┌─ Source records

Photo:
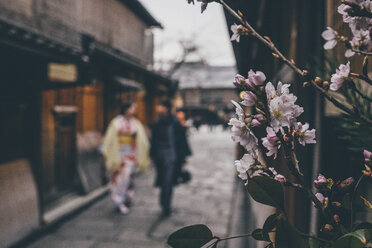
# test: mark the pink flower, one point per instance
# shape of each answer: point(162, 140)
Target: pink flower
point(338, 78)
point(336, 218)
point(346, 183)
point(240, 81)
point(259, 117)
point(249, 99)
point(280, 178)
point(323, 200)
point(320, 181)
point(343, 10)
point(255, 123)
point(328, 227)
point(270, 142)
point(241, 133)
point(256, 78)
point(330, 36)
point(236, 29)
point(304, 135)
point(367, 155)
point(243, 165)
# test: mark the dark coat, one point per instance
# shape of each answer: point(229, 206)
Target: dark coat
point(176, 138)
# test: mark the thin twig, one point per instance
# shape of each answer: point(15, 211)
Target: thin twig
point(361, 94)
point(362, 77)
point(361, 52)
point(352, 200)
point(303, 74)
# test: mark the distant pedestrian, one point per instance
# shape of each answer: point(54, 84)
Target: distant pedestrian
point(125, 149)
point(169, 148)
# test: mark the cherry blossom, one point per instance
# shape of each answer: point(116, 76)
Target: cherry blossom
point(240, 81)
point(241, 133)
point(243, 166)
point(346, 183)
point(322, 199)
point(367, 155)
point(320, 181)
point(339, 77)
point(249, 99)
point(270, 142)
point(330, 36)
point(280, 178)
point(255, 78)
point(282, 107)
point(304, 135)
point(237, 30)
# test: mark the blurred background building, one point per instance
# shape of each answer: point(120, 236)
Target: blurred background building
point(295, 27)
point(205, 91)
point(66, 67)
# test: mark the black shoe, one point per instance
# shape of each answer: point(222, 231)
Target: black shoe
point(166, 213)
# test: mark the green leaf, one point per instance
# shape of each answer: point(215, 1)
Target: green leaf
point(363, 225)
point(346, 201)
point(259, 234)
point(357, 239)
point(193, 236)
point(267, 191)
point(287, 236)
point(313, 243)
point(270, 223)
point(366, 202)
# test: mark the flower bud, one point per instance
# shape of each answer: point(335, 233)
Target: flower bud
point(305, 84)
point(318, 80)
point(305, 72)
point(280, 178)
point(336, 218)
point(367, 155)
point(320, 181)
point(346, 183)
point(247, 120)
point(255, 123)
point(276, 55)
point(268, 39)
point(259, 117)
point(367, 172)
point(336, 204)
point(328, 227)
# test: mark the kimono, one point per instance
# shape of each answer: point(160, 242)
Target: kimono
point(125, 148)
point(169, 148)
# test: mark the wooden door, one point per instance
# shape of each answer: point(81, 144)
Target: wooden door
point(65, 148)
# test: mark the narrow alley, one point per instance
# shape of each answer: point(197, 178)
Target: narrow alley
point(206, 199)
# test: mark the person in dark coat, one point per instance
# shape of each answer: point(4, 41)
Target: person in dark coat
point(169, 149)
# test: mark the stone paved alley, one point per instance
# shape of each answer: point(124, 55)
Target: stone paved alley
point(206, 199)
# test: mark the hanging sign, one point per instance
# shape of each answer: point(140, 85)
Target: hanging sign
point(62, 73)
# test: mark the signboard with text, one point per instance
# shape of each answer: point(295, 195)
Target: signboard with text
point(62, 73)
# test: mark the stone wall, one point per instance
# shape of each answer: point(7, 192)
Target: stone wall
point(109, 22)
point(19, 213)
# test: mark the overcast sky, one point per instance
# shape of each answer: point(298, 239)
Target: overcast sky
point(182, 21)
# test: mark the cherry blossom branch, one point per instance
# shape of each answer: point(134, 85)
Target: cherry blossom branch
point(303, 73)
point(310, 194)
point(352, 200)
point(354, 88)
point(361, 52)
point(290, 156)
point(362, 77)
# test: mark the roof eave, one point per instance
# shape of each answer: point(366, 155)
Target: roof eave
point(142, 13)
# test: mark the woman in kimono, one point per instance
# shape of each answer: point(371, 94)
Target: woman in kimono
point(126, 150)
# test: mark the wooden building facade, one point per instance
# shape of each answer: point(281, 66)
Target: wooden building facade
point(66, 69)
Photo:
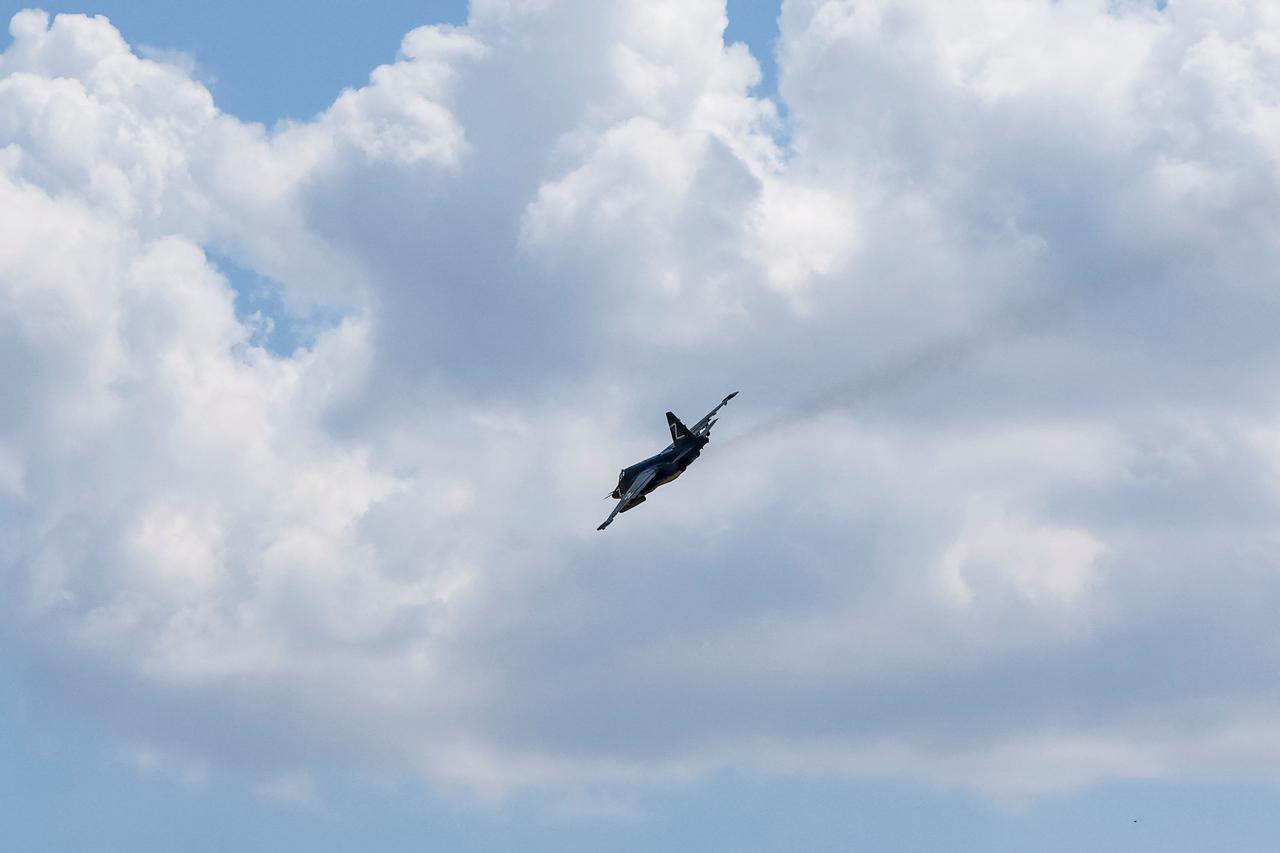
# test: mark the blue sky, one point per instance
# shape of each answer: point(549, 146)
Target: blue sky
point(1019, 601)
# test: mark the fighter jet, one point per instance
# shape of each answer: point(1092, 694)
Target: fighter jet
point(644, 477)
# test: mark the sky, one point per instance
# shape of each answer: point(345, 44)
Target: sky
point(323, 332)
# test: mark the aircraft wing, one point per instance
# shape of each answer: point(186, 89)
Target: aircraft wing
point(705, 424)
point(609, 520)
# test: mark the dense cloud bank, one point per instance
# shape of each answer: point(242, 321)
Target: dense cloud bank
point(999, 291)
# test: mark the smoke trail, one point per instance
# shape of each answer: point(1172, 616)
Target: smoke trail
point(928, 360)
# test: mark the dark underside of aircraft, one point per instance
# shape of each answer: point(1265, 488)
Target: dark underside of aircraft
point(636, 482)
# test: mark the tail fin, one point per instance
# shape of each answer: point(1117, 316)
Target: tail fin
point(677, 429)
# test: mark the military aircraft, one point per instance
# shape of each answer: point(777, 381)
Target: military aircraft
point(644, 477)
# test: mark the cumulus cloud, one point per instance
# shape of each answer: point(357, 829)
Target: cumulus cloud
point(1006, 547)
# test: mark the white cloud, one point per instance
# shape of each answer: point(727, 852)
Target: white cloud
point(983, 564)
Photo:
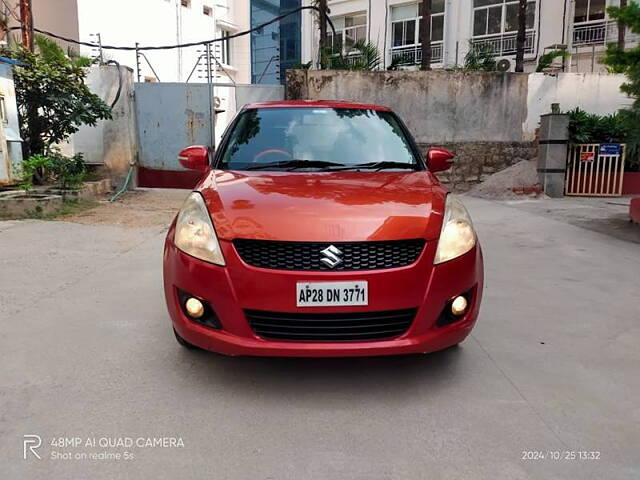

└─

▶ _Directions_: Take the listing above and restate it word for word, without its pictures.

▶ _Answer space_:
Photo:
# test: mark the pink flower, one point per instance
# shape of each answer: point(162, 140)
Target: pink flower
point(338, 78)
point(336, 218)
point(346, 183)
point(240, 81)
point(259, 117)
point(249, 99)
point(280, 178)
point(323, 200)
point(320, 181)
point(343, 10)
point(255, 123)
point(328, 227)
point(270, 142)
point(241, 133)
point(256, 78)
point(330, 36)
point(236, 29)
point(304, 135)
point(367, 155)
point(243, 165)
# test: mark the dark coat, one point per instance
# shape of each answer: point(229, 206)
Target: dark coat
point(176, 138)
# test: mark the thin twig, one point per instance
# shape of each answer: point(15, 211)
Target: thin twig
point(361, 94)
point(362, 77)
point(361, 52)
point(352, 200)
point(303, 74)
# test: mark the distant pedestrian, one point per instance
# shape of each answer: point(54, 84)
Target: distant pedestrian
point(125, 149)
point(169, 148)
# test: mark the cherry blossom, one point per instance
# shape of each answer: point(116, 76)
Target: cherry blossom
point(240, 81)
point(241, 133)
point(243, 166)
point(346, 183)
point(322, 199)
point(367, 155)
point(320, 181)
point(339, 77)
point(249, 99)
point(270, 142)
point(330, 36)
point(280, 178)
point(255, 78)
point(282, 107)
point(304, 135)
point(237, 30)
# test: mark the blurred background building, one point per instance
# shape of each answer: point(120, 236)
Target: blurred background building
point(295, 27)
point(205, 91)
point(66, 67)
# test: mark the black shoe, one point per instance
# shape of each answer: point(222, 231)
Target: black shoe
point(166, 213)
# test: mark the green leaf, one point per instance
# shape of each answer: point(215, 1)
Target: green leaf
point(363, 225)
point(346, 201)
point(259, 234)
point(357, 239)
point(193, 236)
point(267, 191)
point(287, 236)
point(313, 243)
point(270, 223)
point(366, 202)
# test: mark the flower bud, one point per instance
# shape of each answer: point(335, 233)
Target: flower bud
point(305, 84)
point(318, 80)
point(305, 72)
point(280, 178)
point(336, 218)
point(367, 155)
point(320, 181)
point(346, 183)
point(247, 120)
point(255, 123)
point(276, 55)
point(268, 39)
point(259, 117)
point(367, 172)
point(336, 204)
point(328, 227)
# test: mark the kimono, one point per instance
# shape of each answer: point(160, 242)
Target: kimono
point(125, 148)
point(169, 148)
# test: mark the wooden door, one point per instance
# shape of each answer: point(81, 144)
Target: wooden door
point(65, 148)
# test: mark the narrow alley, one point per instance
# shape of each answer: point(197, 178)
Target: narrow alley
point(206, 199)
# test: mark the person in dark coat, one point per instance
# shape of each answer: point(4, 41)
Target: person in dark coat
point(169, 149)
# test: mark the stone paved alley, one point per instance
# shape of each answer: point(124, 55)
Target: stone paved alley
point(206, 199)
# test: mark the hanging sign, one point per instance
# shape of each answer: point(140, 85)
Target: hanging sign
point(62, 73)
# test: mark the signboard with text, one point per instance
# shape of each answer: point(295, 195)
Target: signboard with text
point(62, 73)
# test: mark the stone wall, one point per instance
# shape of each answer: point(7, 192)
Target: stone wall
point(109, 22)
point(19, 213)
# test: mark the overcast sky, one point per instance
# shape of each answer: point(298, 239)
Target: overcast sky
point(182, 21)
# test: mark the cherry blossom branch, one point per instance
# shape of each answer: point(134, 85)
Target: cherry blossom branch
point(303, 73)
point(310, 194)
point(352, 200)
point(354, 88)
point(361, 52)
point(290, 156)
point(362, 77)
# test: mark the roof eave, one point per instance
# shape of each answer: point(366, 155)
Target: roof eave
point(142, 13)
# test: mark the woman in kimono, one point per instance
# shape of each answer: point(371, 94)
Target: woman in kimono
point(126, 150)
# test: mark the wooden building facade, one point per instance
# shape of each answer: point(281, 66)
Target: wooden building facade
point(66, 69)
Photo:
# test: mark the blue sky, one point per instance
# shape of each answer: point(549, 146)
Target: blue sky
point(1019, 601)
# test: mark the fighter jet, one point per instance
# shape of each answer: point(1092, 694)
Target: fighter jet
point(644, 477)
# test: mark the sky, one point per instance
# shape of each answer: point(345, 44)
Target: sky
point(323, 332)
# test: mark the aircraft wing, one point per instance
# shape of each answer: point(186, 89)
Target: aircraft wing
point(705, 424)
point(609, 520)
# test: mark the dense cloud bank, one point per instance
# shape of each answer: point(242, 321)
Target: dense cloud bank
point(999, 291)
# test: mark the smoke trail, one point per instance
# shape of each answer: point(1172, 616)
Target: smoke trail
point(928, 360)
# test: mark the dark underside of aircraft, one point per instance
# shape of each answer: point(1265, 488)
Target: dark underside of aircraft
point(636, 482)
# test: mark the tail fin, one point per instance
# shape of each answer: point(1117, 316)
Target: tail fin
point(677, 429)
# test: mark the military aircraft, one point per instance
# shape of each answer: point(777, 381)
Target: military aircraft
point(644, 477)
# test: mark the cumulus cloud, one point per instance
# shape of each answer: point(357, 829)
Target: cumulus cloud
point(1006, 547)
# test: mark the white cloud, one point per instance
# shape of each answer: point(727, 852)
Target: white cloud
point(983, 564)
Photo:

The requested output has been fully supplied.